Written problem:
Only the lines from the one containing "Definition for annotators: for every instance of the brown" through the end of the entries should be repeated, exactly as they appear, first and last included.

Provided data:
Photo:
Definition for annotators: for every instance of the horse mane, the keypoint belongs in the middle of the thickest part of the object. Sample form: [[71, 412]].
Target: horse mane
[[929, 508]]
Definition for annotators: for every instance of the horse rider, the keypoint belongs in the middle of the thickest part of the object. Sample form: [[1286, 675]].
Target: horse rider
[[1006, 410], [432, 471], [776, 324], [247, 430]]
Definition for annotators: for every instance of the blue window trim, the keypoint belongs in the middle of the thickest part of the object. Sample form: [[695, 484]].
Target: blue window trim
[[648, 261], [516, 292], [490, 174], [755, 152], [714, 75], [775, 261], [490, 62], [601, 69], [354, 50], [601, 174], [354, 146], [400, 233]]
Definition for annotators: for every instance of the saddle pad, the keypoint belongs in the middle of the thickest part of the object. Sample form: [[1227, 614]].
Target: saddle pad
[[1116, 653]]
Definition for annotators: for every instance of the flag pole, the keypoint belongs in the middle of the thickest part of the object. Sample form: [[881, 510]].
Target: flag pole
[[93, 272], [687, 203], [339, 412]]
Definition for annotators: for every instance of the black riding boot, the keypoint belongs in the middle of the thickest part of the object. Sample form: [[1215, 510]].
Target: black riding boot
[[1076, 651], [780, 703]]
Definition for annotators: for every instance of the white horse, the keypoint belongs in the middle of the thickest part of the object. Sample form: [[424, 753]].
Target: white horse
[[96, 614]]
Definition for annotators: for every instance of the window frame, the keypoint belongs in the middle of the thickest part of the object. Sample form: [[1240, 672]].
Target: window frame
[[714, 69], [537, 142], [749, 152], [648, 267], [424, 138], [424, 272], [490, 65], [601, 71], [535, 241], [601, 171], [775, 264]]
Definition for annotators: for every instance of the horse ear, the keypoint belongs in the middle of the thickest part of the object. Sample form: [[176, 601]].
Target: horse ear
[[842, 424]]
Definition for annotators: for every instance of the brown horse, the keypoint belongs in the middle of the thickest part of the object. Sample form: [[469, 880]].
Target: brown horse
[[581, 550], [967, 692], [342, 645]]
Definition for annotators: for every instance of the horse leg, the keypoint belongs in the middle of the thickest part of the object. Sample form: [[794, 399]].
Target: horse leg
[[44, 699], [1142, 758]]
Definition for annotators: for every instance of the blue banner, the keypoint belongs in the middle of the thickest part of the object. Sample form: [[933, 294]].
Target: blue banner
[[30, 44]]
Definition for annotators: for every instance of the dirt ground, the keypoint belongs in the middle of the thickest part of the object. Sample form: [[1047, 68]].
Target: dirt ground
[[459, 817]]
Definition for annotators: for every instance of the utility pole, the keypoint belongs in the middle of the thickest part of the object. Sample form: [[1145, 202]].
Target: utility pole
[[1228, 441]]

Solution for this problem:
Definition for annotators: for every instance of the brown horse, the keypoint belongs in the middle of the thickest part of the object. Sample form: [[469, 880]].
Target: brown horse
[[581, 550], [967, 692], [342, 645]]
Definition for annotators: for every instance of the horse leg, the keypoint belongs in the middle of the thickest part of the object. Sample form: [[794, 399]].
Target: horse leg
[[44, 699], [1142, 758]]
Definition for annotators: for every instance of the blue banner, the keypoint belongs in the middle of the thickest part of the object. Sample form: [[933, 294]].
Target: blue banner
[[30, 44]]
Definition for annotators: for every instance of the dirt ground, the keypoint belongs in the middle of the thickest part of the object. Sample form: [[1047, 68]].
Target: dirt ground
[[459, 817]]
Definition for annotators: for every instance of the utility pole, the keypoint belongs in the middle of the thickest part of the object. Sample form: [[1145, 202]].
Target: utility pole
[[1228, 441]]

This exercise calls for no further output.